Copy the entries below word for word, from their start through the line that contains "[249,97,289,110]", and leave the pictures out of your copy.
——————————
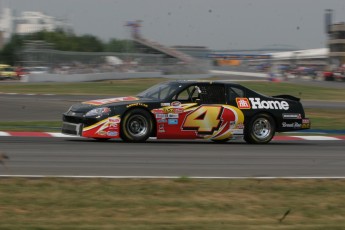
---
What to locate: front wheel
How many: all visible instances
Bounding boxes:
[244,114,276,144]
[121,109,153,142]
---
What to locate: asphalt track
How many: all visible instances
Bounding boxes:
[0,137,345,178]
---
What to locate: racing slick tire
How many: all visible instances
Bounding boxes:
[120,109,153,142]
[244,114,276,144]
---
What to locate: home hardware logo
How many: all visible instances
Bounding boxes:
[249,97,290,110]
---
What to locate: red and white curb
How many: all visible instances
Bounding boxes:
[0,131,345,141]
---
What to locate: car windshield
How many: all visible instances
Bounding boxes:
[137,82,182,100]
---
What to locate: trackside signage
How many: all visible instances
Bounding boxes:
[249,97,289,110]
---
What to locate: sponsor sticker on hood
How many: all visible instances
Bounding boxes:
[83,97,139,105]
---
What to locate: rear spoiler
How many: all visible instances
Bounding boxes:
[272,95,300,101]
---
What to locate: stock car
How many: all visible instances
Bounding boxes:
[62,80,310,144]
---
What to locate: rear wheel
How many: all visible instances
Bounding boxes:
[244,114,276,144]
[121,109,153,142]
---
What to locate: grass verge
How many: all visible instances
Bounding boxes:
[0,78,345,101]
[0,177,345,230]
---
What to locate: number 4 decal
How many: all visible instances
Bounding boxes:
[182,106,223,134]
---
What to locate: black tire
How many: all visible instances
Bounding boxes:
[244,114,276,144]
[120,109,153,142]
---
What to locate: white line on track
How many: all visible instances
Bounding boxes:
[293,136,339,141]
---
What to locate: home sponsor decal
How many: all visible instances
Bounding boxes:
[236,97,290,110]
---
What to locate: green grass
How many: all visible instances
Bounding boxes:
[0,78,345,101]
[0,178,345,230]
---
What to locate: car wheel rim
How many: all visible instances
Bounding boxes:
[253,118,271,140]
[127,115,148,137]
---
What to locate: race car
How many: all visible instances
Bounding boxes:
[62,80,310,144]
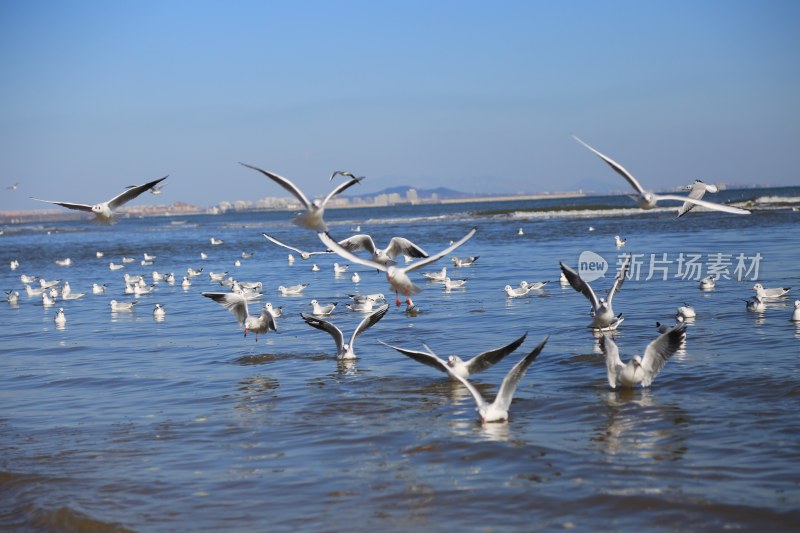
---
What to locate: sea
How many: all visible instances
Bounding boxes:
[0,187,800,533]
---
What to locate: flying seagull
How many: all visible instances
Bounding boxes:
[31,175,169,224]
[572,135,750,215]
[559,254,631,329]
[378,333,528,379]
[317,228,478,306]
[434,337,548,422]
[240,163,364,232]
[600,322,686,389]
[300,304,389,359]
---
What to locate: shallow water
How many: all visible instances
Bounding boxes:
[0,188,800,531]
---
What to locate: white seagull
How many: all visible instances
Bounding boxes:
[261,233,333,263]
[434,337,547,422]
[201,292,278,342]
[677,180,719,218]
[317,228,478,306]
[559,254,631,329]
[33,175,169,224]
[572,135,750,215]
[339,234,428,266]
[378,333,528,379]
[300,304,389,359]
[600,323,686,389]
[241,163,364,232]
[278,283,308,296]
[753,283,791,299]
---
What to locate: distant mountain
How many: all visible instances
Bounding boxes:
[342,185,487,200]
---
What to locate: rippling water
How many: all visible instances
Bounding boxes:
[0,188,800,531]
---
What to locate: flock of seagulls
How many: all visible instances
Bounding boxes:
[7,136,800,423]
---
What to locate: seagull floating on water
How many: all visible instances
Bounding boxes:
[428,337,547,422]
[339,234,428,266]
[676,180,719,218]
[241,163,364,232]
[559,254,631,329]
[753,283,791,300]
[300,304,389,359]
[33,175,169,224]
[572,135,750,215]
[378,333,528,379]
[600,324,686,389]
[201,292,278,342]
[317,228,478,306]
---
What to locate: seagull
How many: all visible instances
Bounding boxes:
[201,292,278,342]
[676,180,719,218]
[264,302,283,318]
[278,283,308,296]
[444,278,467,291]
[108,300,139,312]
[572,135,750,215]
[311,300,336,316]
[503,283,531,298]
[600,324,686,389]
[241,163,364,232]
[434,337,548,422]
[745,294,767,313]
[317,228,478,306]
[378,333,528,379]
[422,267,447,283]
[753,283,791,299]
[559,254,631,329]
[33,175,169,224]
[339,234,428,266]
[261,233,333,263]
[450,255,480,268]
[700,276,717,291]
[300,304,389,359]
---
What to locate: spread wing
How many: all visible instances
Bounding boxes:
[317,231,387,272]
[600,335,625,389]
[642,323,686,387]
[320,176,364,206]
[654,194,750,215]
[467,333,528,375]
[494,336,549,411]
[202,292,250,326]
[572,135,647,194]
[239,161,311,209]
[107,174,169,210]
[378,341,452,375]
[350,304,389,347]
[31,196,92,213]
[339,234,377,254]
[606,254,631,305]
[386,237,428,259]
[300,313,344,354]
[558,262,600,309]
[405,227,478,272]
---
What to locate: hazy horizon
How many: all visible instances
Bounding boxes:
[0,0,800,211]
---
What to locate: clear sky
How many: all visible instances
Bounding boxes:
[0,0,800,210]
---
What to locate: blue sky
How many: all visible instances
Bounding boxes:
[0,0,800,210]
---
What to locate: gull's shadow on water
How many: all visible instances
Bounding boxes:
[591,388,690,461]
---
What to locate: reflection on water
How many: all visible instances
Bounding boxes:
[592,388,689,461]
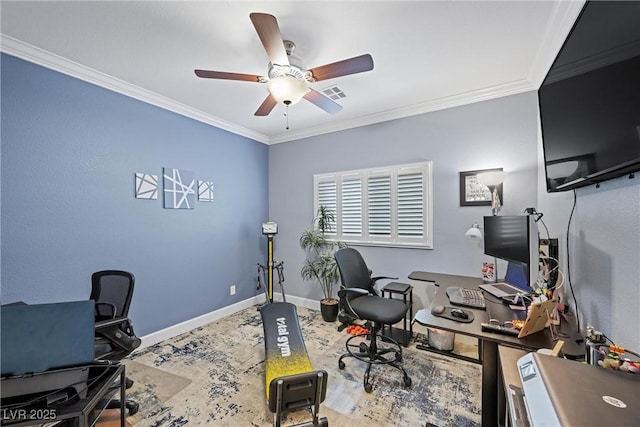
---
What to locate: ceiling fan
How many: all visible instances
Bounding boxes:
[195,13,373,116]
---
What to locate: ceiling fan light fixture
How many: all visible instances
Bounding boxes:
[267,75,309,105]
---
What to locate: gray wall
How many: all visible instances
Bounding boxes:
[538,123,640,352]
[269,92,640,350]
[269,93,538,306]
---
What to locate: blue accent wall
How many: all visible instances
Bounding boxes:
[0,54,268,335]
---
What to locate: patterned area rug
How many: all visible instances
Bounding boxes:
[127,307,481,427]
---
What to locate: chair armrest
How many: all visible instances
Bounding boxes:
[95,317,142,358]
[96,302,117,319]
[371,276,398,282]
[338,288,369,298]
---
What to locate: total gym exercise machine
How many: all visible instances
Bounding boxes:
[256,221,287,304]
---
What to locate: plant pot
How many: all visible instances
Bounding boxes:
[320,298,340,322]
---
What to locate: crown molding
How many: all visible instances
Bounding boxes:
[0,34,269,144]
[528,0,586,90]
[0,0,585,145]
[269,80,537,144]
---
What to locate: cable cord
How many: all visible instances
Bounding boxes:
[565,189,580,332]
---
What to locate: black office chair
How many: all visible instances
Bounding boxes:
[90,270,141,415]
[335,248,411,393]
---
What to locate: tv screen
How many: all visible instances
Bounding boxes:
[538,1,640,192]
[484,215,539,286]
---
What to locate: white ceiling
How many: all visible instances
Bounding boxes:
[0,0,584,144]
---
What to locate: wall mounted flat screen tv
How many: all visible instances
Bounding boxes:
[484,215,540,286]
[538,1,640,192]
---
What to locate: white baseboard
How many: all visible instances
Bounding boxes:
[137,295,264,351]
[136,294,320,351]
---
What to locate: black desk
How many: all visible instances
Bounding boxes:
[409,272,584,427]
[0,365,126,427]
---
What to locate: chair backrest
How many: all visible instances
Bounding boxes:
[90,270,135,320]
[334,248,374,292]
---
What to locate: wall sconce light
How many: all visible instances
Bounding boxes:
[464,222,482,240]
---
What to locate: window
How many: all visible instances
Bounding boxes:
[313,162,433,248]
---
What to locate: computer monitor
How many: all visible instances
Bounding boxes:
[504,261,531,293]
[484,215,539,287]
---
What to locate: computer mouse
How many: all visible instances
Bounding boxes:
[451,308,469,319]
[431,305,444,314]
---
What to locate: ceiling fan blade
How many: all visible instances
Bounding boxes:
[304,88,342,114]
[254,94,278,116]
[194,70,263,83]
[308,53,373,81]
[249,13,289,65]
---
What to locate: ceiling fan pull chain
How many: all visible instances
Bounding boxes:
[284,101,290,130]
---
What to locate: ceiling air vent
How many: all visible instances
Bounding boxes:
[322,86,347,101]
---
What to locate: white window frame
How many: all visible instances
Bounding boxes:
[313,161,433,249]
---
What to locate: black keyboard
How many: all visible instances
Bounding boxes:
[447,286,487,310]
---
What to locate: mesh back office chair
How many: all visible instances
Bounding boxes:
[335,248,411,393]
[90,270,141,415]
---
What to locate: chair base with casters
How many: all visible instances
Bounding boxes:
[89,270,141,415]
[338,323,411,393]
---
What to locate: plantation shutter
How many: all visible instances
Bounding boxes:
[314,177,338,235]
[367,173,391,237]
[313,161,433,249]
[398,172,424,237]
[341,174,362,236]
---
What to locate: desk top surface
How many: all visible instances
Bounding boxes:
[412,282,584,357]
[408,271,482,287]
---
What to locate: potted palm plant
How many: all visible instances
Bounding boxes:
——————————
# [Output of the exercise]
---
What to locate: front wheel
How many: all visible instances
Bounding boxes:
[244,114,276,144]
[121,109,153,142]
---
What to locate: asphalt track
How many: all visible instances
Bounding boxes:
[0,137,345,178]
---
What to locate: racing slick tire
How many: all visible instances
Bounding boxes:
[120,109,153,142]
[244,114,276,144]
---
What to locate: home hardware logo
How many: all visible instances
Bounding boxes:
[249,97,290,110]
---
What to locate: red and white curb
How many: all visible instances
Bounding boxes:
[0,131,345,141]
---
What to locate: car windshield
How many: all visible instances
Bounding boxes:
[137,82,182,100]
---
What to locate: trackside signage
How many: all visible instances
Bounding boxes:
[249,97,289,110]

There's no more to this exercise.